Spouse of the Prime Minister of Sweden
- In role 6 December 2003 – 6 October 2006
- Prime Minister: Göran Persson
- Preceded by: Annika Barthine
- Succeeded by: Filippa Reinfeldt

Personal details
- Born: Anitra Linnéa Bergström 13 May 1949 (age 76) Västanfors, Fagersta, Västmanland, Sweden
- Party: Social Democrats
- Spouse(s): Per Olof Steen ​ ​(m. 1970, divorced)​ Göran Persson ​(m. 2003)​
- Children: 2
- Alma mater: Uppsala University (1971)

= Anitra Steen =

Swedish politician (born 1949)

Anitra Linnéa Steen (on 13 May 1949) is a Swedish politician, civil servant who is the wife of former Prime Minister Göran Persson.

» **PROVIDED MATERIAL**
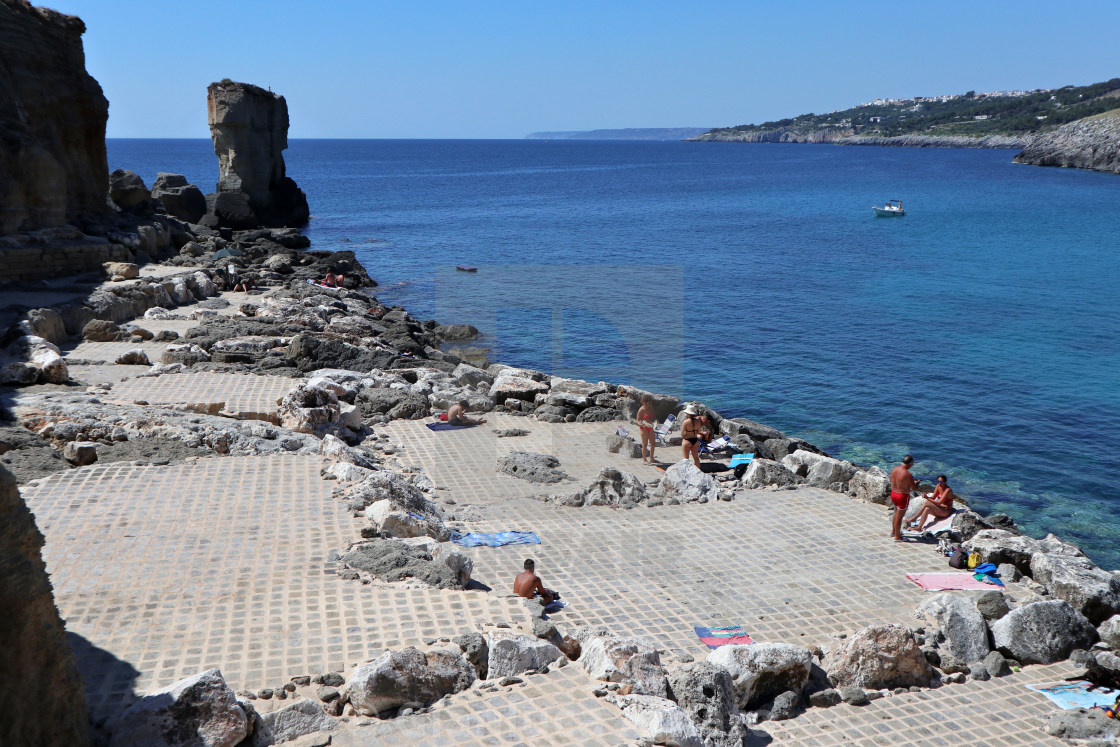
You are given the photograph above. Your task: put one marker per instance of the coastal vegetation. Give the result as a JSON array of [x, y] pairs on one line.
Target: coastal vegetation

» **EXERCISES**
**a)** Answer these questions from the Anitra Steen text:
(i) Who held the role of spouse of the Prime Minister of Sweden before her?
(ii) Which university did she attend, and in what year?
(iii) Which party is she listed under?
**b)** Name every person other than Anitra Steen herself who appears in the Anitra Steen text.
**c)** Write the next few sentences of the Anitra Steen text, continuing after its last sentence.
None of the data is needed for the work on this page.

» **LIST OF ANSWERS**
**a)**
(i) Annika Barthine
(ii) Uppsala University, 1971
(iii) Social Democrats

**b)** Göran Persson, Annika Barthine, Filippa Reinfeldt, Per Olof Steen

**c)**
Steen held various governmental roles since 1989: state secretary for Persson-led Ministry of Education and then for the Ministry of Finance, as well as director-general of the Council for Higher Education and the Tax Agency. Between 1999 and May 2009, when she retired, she was the manager of Systembolaget, the Swedish state alcoholic beverage retailing monopoly. In that role she was forced to cope with a full blown corruption scandal, involving bribery of shop managers and senior staff by some major suppliers, including Vin & Sprit, formerly the producing and importing division of the Swedish state monopoly. Vin & Sprit is now owned by Pernod Ricard.

==Personal life==
Steen was born in Västanfors, Fagersta, Västmanland. She graduated from Uppsala University in 1971.

In 1970, she married Per Olof Steen, with whom she has two children; the couple later divorced. Since 6 December 2003, she has been married to Göran Persson, former Prime Minister of Sweden. Because of her personal connection to the head of the Swedish government, her independence as a board member of Scandinavian Airlines, which is jointly owned by the Scandinavian governments, was put in question by some.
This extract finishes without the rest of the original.